▸ Source extract:
==*==
The last few days, I've been thinking a lot about,and struggling a lot with distractions and negative thinking.


I have to admit, I haven't been practicing many of the mindfulness or DBT techniques I've learned over the past couple years to combat and improve this.  Some credit where do - I have done some of them - breathing, half-smiling, positive self talk, taking a break here or there, and some exercise.  


And that is and illustration of part of the solution for me - making explicit rote effort, even journaling, which this here is a form of, the positive things I do.  My negative inner critic is so strong and so embedded, I am convinced that just noticing it as real and there, and normal (this is the not blaming part), is about half the battle for me.  Most of the time, I'm not really self-aware of it or I tell myself that it is appropriate or just a function of judging my poor results accurately.  But that isn't really the case.


I've been struggling particularly at work with remaining focused on doing one task at a time, well and efficiently.  This has led to typos in emails and in documents that I can't afford to have continue.  Many have been noticed and have been raised as issues.  This is dangerous and unsettling, and throws me into more of a fear-based state.
==*==
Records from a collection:
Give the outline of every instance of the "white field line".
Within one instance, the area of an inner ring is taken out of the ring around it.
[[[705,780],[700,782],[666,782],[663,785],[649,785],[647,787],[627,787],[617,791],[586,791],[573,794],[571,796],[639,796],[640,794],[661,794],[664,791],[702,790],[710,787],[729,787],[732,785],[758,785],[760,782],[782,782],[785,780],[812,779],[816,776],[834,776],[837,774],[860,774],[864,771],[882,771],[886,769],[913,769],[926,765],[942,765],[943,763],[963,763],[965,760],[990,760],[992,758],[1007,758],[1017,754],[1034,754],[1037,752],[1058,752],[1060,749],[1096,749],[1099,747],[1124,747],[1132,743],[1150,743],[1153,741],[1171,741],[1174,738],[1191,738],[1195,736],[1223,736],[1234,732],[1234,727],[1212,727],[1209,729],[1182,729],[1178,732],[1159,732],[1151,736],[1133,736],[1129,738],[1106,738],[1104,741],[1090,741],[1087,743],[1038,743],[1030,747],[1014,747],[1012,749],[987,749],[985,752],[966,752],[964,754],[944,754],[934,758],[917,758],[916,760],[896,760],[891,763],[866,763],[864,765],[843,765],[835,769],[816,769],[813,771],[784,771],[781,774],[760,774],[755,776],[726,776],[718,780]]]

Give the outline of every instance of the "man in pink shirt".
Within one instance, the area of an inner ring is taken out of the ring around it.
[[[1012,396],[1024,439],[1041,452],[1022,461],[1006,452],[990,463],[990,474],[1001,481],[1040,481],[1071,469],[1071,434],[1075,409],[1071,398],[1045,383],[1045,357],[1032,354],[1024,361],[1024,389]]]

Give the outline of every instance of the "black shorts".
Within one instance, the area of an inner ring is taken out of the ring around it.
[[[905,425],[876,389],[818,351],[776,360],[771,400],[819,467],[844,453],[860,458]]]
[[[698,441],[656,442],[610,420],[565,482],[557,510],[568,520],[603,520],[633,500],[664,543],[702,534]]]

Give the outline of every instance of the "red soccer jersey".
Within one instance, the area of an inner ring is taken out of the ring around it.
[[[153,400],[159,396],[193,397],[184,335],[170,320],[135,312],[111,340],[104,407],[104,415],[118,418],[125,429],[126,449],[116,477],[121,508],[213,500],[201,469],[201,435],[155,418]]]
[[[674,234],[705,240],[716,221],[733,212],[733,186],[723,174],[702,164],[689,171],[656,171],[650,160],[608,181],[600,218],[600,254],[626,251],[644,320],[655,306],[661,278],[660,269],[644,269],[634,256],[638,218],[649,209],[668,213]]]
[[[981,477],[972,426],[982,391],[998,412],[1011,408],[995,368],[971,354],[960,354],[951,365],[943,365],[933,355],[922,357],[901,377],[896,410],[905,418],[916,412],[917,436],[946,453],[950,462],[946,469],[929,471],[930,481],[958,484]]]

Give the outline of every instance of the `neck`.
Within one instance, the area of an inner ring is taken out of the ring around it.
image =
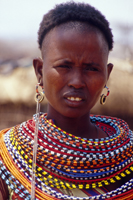
[[[97,129],[90,121],[90,113],[87,113],[81,117],[70,118],[61,115],[55,110],[52,110],[51,112],[50,108],[48,107],[47,119],[53,119],[55,125],[67,133],[71,133],[82,138],[97,138]]]

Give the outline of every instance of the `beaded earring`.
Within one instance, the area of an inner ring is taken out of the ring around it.
[[[105,87],[107,89],[107,94],[102,94],[101,97],[100,97],[100,104],[104,105],[106,103],[106,98],[107,96],[109,96],[109,93],[110,93],[110,90],[109,88],[105,85]]]
[[[32,181],[31,181],[31,200],[35,199],[35,174],[36,174],[36,156],[38,146],[38,128],[39,128],[39,117],[40,117],[40,103],[44,99],[44,90],[39,91],[40,83],[36,85],[35,101],[36,105],[36,122],[34,131],[34,145],[33,145],[33,161],[32,161]]]
[[[36,94],[35,94],[35,101],[41,103],[44,99],[44,90],[42,87],[42,91],[39,91],[40,83],[36,85]]]

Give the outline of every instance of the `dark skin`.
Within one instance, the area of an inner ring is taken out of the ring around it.
[[[99,100],[113,68],[107,64],[109,50],[104,36],[99,31],[64,30],[59,26],[45,40],[43,60],[34,59],[33,65],[48,99],[47,118],[76,136],[106,137],[90,122],[90,110]],[[130,177],[107,189],[116,189]]]
[[[50,31],[46,39],[48,45],[45,50],[42,48],[43,60],[35,59],[33,65],[48,99],[47,118],[77,136],[106,137],[100,129],[97,134],[95,125],[90,122],[90,110],[113,67],[107,65],[108,45],[104,36],[99,31],[70,28],[64,31],[58,27]]]

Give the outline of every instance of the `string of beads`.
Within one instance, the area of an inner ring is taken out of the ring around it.
[[[10,159],[29,183],[35,120],[34,115],[33,120],[15,126],[4,135]],[[123,120],[105,116],[91,116],[91,121],[110,136],[89,140],[76,137],[50,123],[46,114],[41,115],[36,168],[36,191],[39,194],[43,191],[55,199],[74,199],[75,197],[65,196],[55,189],[103,187],[121,180],[133,171],[133,136],[128,125]],[[13,182],[12,187],[25,199],[29,198],[29,188],[25,190],[21,187],[19,178],[17,180],[6,170],[6,166],[2,168],[2,163],[0,173],[5,175],[3,179],[6,179],[7,184],[11,185]],[[7,177],[13,181],[9,181]],[[126,192],[132,189],[131,182],[128,182]],[[123,190],[119,193],[122,194]],[[117,195],[118,191],[112,191],[110,197],[113,194]],[[99,199],[104,197],[105,195],[97,196]]]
==*==
▸ Required work:
• a. In the journal entry, which techniques does the writer say they have done?
• b. Summarize the journal entry in two sentences.
• c. In the journal entry, replace "typos" with "spelling errors" and write out everything from "I've been struggling" down to "a fear-based state.".

▸ Answers provided:
• a. Breathing, half-smiling, positive self talk, taking a break here or there, and some exercise.

• b. The writer has been struggling with distractions and negative thinking and admits to practicing few of the mindfulness or DBT techniques they learned, though they have done some. Part of the solution, the writer believes, is making explicit effort to note the positive things they do, while at work trouble staying focused on one task at a time has led to typos that were noticed and raised as issues.

• c.
I've been struggling particularly at work with remaining focused on doing one task at a time, well and efficiently.  This has led to spelling errors in emails and in documents that I can't afford to have continue.  Many have been noticed and have been raised as issues.  This is dangerous and unsettling, and throws me into more of a fear-based state.